- Supplied material
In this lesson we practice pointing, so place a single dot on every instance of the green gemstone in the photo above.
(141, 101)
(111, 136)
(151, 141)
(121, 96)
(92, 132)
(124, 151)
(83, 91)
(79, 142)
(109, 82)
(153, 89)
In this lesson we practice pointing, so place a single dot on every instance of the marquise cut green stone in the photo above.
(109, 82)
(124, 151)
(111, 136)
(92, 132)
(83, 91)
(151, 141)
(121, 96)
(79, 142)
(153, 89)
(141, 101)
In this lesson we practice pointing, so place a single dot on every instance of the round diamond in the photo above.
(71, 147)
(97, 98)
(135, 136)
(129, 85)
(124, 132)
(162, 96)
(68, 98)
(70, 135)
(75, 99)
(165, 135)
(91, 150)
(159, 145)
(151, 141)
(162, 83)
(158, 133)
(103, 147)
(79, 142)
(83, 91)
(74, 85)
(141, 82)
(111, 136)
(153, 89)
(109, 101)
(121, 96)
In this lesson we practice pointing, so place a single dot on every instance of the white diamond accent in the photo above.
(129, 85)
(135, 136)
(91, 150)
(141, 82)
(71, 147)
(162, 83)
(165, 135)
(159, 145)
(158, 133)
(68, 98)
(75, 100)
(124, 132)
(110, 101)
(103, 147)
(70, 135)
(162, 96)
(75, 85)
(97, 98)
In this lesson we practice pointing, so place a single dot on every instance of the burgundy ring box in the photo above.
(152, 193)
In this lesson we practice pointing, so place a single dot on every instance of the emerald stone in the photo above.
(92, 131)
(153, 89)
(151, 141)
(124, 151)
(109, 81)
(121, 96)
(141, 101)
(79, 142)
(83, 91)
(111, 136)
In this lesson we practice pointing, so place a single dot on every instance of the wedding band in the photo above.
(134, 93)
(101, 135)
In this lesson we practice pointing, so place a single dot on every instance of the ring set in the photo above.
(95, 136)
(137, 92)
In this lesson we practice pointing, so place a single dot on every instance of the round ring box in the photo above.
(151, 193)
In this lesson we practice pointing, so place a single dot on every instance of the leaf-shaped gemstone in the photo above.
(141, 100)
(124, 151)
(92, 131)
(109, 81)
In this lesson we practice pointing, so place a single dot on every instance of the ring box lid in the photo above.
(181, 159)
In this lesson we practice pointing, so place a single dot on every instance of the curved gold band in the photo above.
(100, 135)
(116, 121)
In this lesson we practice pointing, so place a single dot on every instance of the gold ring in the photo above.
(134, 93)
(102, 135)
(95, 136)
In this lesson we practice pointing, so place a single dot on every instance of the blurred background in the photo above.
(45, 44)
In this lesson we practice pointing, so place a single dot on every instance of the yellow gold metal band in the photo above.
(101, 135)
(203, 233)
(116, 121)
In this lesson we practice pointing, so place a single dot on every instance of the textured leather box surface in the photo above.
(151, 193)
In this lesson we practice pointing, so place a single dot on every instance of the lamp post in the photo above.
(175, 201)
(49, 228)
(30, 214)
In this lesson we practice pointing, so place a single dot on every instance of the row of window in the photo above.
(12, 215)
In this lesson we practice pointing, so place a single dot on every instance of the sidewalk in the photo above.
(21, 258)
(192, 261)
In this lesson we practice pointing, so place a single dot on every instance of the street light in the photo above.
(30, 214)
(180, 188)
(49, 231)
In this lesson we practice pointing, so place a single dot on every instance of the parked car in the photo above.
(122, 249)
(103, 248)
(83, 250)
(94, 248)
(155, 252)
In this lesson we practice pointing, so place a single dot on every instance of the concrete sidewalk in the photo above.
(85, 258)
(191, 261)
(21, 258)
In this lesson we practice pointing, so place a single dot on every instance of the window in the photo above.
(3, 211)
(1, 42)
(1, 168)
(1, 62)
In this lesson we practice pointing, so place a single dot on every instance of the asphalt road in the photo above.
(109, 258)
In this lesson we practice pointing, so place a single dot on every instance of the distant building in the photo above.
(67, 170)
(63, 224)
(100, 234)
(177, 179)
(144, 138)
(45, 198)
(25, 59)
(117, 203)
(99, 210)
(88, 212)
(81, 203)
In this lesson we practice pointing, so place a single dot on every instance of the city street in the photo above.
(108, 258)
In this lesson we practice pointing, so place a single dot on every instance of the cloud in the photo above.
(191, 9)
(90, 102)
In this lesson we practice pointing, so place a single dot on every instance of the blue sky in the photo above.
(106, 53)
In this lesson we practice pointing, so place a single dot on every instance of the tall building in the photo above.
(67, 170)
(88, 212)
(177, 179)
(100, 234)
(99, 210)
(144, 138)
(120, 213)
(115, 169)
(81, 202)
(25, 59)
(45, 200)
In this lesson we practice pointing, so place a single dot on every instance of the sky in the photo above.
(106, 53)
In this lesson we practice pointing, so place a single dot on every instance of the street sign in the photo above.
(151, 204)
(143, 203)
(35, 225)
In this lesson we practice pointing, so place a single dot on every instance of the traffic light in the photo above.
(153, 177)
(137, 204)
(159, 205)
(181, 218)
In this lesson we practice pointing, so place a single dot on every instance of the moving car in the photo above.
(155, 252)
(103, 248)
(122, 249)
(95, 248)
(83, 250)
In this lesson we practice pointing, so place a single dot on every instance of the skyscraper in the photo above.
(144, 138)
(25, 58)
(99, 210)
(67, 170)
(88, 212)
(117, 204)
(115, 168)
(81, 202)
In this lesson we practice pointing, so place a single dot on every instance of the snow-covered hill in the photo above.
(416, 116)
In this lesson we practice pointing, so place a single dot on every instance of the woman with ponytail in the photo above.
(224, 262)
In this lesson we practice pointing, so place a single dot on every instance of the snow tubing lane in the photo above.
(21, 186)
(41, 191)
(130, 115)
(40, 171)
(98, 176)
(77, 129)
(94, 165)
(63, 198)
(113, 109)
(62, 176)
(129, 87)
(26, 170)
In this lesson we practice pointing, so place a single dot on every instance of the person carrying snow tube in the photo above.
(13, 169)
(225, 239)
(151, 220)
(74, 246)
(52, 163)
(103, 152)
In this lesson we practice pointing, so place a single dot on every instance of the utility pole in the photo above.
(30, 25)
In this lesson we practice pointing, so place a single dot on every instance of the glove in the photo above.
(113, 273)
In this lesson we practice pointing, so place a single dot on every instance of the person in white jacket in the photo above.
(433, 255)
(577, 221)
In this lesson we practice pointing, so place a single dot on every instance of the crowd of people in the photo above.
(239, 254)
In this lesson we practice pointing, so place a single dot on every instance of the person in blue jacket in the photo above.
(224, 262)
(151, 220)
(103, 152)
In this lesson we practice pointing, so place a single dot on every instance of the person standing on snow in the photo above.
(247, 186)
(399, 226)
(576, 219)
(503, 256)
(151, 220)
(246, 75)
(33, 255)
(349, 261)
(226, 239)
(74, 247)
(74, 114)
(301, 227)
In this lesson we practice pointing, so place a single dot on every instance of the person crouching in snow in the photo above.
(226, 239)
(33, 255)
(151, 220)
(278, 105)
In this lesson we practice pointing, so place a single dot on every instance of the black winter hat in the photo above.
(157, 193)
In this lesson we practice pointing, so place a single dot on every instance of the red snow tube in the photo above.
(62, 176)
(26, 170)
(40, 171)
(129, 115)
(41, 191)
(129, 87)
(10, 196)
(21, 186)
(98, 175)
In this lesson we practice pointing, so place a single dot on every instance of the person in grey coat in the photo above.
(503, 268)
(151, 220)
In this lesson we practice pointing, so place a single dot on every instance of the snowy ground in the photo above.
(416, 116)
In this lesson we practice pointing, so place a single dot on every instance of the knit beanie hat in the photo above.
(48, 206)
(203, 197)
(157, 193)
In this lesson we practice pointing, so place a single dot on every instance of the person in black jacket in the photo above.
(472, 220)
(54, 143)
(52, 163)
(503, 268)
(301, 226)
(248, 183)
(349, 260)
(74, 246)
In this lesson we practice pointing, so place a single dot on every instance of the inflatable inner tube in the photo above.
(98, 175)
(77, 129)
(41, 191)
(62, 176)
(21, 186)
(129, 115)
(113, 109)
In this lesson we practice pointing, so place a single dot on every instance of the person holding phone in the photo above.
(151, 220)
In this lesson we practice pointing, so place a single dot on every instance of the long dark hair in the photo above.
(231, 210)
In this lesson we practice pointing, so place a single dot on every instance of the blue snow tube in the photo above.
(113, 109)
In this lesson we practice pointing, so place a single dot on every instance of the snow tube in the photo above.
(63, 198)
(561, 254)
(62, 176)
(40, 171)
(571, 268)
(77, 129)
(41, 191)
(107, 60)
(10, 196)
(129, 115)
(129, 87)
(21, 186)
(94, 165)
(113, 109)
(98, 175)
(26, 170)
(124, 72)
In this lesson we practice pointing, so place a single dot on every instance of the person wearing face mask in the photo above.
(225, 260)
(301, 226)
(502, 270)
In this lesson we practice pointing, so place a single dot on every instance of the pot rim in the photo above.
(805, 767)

- Exercise aim
Beginning at the line that contains "the snow tube in the photo above.", retype each line of the listing up to and including the last one, exactly as it stands, and nothing else.

- Expected answer
In this lesson we practice pointing, so place a single dot on every instance of the snow tube in the photo above.
(63, 198)
(561, 254)
(62, 176)
(40, 171)
(571, 268)
(77, 129)
(41, 191)
(107, 60)
(10, 196)
(129, 115)
(129, 87)
(21, 186)
(94, 165)
(113, 109)
(98, 175)
(26, 170)
(124, 72)
In this lesson we practice pointing, so place a single dot on every instance of the person wearing face mask in the photo above.
(225, 260)
(301, 226)
(502, 270)
In this lesson we practice pointing, so place a single dot on every instance of the pot rim in the photo above.
(805, 767)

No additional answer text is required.